# Exercise prompt
Copy each line from the data that has the word "large" in it.

···

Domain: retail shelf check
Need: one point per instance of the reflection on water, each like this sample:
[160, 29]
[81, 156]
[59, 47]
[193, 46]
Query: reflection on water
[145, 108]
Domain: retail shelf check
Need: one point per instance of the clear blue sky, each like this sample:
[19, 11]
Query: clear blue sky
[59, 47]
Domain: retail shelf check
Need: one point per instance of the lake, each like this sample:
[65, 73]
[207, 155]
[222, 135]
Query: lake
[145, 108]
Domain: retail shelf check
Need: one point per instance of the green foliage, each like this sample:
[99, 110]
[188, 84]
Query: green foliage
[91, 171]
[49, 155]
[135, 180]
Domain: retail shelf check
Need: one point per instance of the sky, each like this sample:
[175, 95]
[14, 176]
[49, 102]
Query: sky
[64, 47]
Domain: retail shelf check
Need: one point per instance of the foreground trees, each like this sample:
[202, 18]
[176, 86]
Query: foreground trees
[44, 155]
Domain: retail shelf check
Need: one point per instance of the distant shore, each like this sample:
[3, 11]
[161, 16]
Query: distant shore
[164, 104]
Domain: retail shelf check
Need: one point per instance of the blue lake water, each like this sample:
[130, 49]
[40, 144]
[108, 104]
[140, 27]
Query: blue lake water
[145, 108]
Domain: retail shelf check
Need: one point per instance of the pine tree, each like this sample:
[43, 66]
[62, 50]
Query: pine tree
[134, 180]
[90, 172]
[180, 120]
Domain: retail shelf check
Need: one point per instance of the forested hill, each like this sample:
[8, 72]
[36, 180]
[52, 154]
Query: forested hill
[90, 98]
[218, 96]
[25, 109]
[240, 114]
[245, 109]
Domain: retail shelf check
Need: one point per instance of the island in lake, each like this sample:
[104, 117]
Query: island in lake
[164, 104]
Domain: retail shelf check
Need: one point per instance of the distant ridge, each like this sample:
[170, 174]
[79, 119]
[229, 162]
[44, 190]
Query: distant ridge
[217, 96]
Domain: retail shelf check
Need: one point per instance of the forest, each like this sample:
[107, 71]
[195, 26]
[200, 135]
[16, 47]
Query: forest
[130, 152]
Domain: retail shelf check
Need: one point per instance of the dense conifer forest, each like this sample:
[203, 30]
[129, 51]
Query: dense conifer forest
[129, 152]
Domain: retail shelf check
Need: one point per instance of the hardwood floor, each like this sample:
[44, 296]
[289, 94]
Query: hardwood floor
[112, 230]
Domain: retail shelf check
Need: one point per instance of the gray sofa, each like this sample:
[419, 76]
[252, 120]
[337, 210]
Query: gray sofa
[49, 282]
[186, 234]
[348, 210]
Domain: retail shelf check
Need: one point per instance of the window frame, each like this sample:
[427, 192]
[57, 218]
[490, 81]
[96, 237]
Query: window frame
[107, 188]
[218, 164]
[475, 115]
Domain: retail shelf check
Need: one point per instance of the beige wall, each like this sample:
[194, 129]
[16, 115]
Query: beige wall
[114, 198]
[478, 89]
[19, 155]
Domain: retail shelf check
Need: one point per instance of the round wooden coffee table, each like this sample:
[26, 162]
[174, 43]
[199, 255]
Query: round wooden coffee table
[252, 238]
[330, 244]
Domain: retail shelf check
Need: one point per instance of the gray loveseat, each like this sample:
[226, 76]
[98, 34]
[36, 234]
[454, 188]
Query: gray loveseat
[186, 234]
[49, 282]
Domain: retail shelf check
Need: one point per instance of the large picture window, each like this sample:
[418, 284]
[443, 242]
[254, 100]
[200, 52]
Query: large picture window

···

# Answer to the exercise
Need: one point per instance of the large picture window, each like this sample:
Query: large picture window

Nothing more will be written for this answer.